# TASK OBJECTIVE
Everything from the line with "of the reflection" through the last line of the records below should be copied exactly, both ends included.

[start]

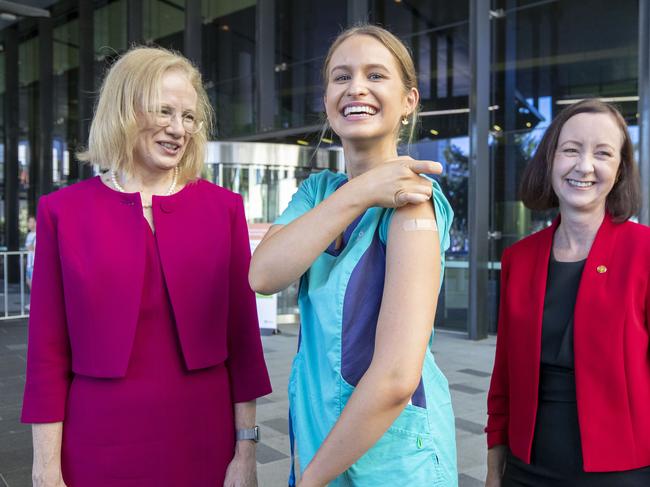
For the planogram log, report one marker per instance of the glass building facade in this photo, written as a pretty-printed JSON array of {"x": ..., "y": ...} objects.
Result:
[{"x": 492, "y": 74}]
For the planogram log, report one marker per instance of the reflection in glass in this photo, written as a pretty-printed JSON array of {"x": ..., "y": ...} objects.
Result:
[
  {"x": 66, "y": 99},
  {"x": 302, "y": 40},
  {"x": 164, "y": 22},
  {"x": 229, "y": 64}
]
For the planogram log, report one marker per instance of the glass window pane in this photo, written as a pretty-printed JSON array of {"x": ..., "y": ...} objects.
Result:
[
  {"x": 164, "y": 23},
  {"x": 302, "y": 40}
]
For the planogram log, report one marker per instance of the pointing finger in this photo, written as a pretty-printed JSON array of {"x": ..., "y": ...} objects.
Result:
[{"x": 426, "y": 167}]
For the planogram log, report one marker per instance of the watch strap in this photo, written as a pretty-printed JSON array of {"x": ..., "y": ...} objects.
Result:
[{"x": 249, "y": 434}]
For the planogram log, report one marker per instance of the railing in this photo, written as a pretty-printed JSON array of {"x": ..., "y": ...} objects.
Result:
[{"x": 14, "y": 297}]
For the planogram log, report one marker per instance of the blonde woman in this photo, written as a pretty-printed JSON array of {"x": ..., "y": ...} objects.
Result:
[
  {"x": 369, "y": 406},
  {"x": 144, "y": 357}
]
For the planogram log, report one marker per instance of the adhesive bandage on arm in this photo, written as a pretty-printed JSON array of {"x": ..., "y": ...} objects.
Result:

[end]

# RESULT
For the planogram log, report one marker per instance of the reflection in glass in this photo, written as a pretty-printed JSON array of {"x": ..., "y": ...} objects.
Result:
[
  {"x": 66, "y": 99},
  {"x": 302, "y": 40},
  {"x": 164, "y": 22},
  {"x": 229, "y": 64}
]
For the planogram log, report one marker per instance of the glass window pane in this photo, written as a pretty-printed JSON array of {"x": ..., "y": ...} objects.
Result:
[
  {"x": 164, "y": 23},
  {"x": 302, "y": 40}
]
For the planogram log, report one marker per instance of the pointing finger in this photo, written as a pretty-printed JSON array of {"x": ..., "y": ...} objects.
Result:
[{"x": 426, "y": 167}]
For the planogram log, report one marker per instance of the watch strap in this photo, written as a pretty-printed JSON array of {"x": ..., "y": ...} objects.
Result:
[{"x": 249, "y": 434}]
For the planogram log, report one marker per instance of the railing in this photo, written as a pretty-printed JSON array of {"x": ..., "y": ...} objects.
Result:
[{"x": 14, "y": 297}]
For the planogram log, report one marker per instance of the blonde woman in this photo, written as a pretty-printed JSON array of {"x": ..., "y": ...} objects.
Result:
[
  {"x": 369, "y": 406},
  {"x": 144, "y": 357}
]
For the planogram log, report one marker per instance of the adhesive bandage on arm in this photo, written as a pretty-printed JSON array of {"x": ..., "y": ...} objects.
Result:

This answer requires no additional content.